▶ TASK DIRECTIONS: Go through the records and give each one again exactly.

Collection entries
↓↓↓
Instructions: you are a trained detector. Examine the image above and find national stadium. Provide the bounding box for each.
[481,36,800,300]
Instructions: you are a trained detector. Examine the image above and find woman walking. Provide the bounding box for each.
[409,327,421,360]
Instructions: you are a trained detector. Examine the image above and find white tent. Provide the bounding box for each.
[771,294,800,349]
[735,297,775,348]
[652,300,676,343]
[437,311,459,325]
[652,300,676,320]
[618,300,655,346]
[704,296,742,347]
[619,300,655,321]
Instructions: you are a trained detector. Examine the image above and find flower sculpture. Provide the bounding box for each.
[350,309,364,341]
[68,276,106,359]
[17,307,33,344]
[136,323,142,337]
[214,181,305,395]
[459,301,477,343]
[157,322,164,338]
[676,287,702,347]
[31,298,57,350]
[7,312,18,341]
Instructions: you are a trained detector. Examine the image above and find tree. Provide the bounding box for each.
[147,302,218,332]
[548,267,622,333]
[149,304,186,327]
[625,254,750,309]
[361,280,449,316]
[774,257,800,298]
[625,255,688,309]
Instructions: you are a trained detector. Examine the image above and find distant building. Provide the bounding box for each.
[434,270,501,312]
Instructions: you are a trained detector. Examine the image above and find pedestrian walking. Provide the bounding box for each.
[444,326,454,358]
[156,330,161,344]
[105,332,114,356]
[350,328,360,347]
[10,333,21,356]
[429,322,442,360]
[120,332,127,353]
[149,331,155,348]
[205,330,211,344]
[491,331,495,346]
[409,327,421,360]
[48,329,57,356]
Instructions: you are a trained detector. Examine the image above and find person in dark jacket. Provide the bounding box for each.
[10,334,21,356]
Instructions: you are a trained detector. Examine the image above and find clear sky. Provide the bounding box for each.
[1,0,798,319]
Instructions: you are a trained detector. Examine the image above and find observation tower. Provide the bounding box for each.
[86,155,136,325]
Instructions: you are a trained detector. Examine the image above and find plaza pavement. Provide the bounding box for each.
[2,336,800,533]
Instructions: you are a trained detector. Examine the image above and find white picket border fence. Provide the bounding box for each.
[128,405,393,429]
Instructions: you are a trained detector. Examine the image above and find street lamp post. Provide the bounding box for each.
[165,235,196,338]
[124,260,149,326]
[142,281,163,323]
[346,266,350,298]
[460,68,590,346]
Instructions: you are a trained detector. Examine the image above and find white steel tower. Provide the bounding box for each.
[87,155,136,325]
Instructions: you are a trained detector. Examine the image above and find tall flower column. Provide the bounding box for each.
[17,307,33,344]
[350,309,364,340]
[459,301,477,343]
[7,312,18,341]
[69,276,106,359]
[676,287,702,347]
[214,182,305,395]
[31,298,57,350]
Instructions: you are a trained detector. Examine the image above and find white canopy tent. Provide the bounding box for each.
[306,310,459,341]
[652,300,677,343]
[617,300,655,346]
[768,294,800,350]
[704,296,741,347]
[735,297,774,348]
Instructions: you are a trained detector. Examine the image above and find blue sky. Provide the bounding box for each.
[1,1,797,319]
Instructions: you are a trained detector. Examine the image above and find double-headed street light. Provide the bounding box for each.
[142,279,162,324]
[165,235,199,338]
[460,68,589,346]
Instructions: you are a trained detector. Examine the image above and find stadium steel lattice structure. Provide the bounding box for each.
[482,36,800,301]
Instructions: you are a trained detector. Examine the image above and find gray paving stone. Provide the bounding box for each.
↑↑↑
▶ OUTPUT OF THE EXERCISE:
Instructions: you are a trained detector. Examine the image above and find national stadium. Provide the bounding box for each.
[481,36,800,300]
Instructions: you are a trained detector. Examine the image above and find woman walking. Provide the bounding box for each.
[409,327,421,360]
Instructions: you are a trained detector. Examine the image above and find white tent. Provide the bounding box for each.
[771,294,800,349]
[735,297,775,348]
[652,300,676,343]
[437,311,459,325]
[652,300,676,320]
[618,300,655,346]
[704,296,742,347]
[619,300,655,321]
Instructions: you are a trained detector. Examine the image above and find flower sculpture. Provide the bounding box for each.
[350,309,364,341]
[68,276,106,359]
[17,307,33,344]
[136,323,142,337]
[214,181,305,395]
[459,301,477,343]
[157,322,164,338]
[676,287,702,347]
[31,298,57,350]
[7,312,18,341]
Instructions: you are a trained detector. Examine the image above and find tree. Provide the bounding box for each.
[147,302,218,332]
[548,267,622,333]
[149,304,186,327]
[625,254,750,309]
[361,280,449,316]
[774,257,800,298]
[625,255,688,309]
Instructions: you are a trained detector. Examine the image above and find distant building. Provide the bounding box for each.
[434,270,501,312]
Instructions: you are a trained detector. Examine the image above and find pedestrian walking. Provide the bounding box for each.
[444,326,454,358]
[156,330,161,344]
[105,332,114,356]
[350,328,360,347]
[10,333,21,356]
[429,322,442,360]
[120,332,127,353]
[149,331,155,348]
[205,330,211,344]
[491,331,495,346]
[409,327,421,360]
[48,329,57,356]
Instructions: you are a trained detector. Examine the image above and find person in dark jacket. Provide the bounding box for each.
[10,334,21,356]
Instructions: you are a trained detector. Examine the image above and find clear sky. Provide the bounding box for each.
[1,0,798,319]
Instructions: you are a trained detector. Examine the image above and find observation tower. Provide the bounding box for each.
[86,155,136,325]
Instructions: you are a trained detector. Examine the image above and find plaza pavement. Provide the bounding box for each.
[2,336,800,533]
Instructions: you are a trained detector. Examine the image above and find white picket border fence. Provide the bounding box for each.
[128,405,393,429]
Instructions: you are a trained detector. Examine the image above and find street lamp post. Provide the bounding box for each.
[165,235,196,338]
[124,260,149,326]
[142,281,163,323]
[346,266,350,298]
[460,68,590,346]
Instructions: you are a trained detector. Examine the image above and find white steel tower. Provide the bounding box for each.
[87,155,136,325]
Instructions: you are a trained detector. Examine the image above and find tall flower column. Provide the bounding box for each.
[17,307,33,344]
[350,309,364,340]
[459,301,477,343]
[7,312,18,341]
[69,276,106,359]
[676,287,702,347]
[214,182,305,395]
[31,298,57,350]
Instructions: you are a trained detector. Examine the image above and find white canopy tent. Provide the bounding box for each.
[306,310,459,341]
[652,300,677,343]
[617,300,655,346]
[768,294,800,350]
[704,296,741,347]
[735,297,774,348]
Instructions: you are a trained detector. Examine the image above and find blue sky. Provide the bounding box for each.
[1,1,797,319]
Instructions: you are a trained detector. Examine the image above and find double-headed street light. Provide the bounding box for each.
[142,279,162,324]
[165,235,199,338]
[460,68,589,346]
Instructions: you are a trained detector. Examine the image above and find stadium steel lattice structure. Provide the bounding box for each.
[482,36,800,301]
Instructions: you are a trained detector. Examine the image above and find gray paving stone. Provide the bounding box for each.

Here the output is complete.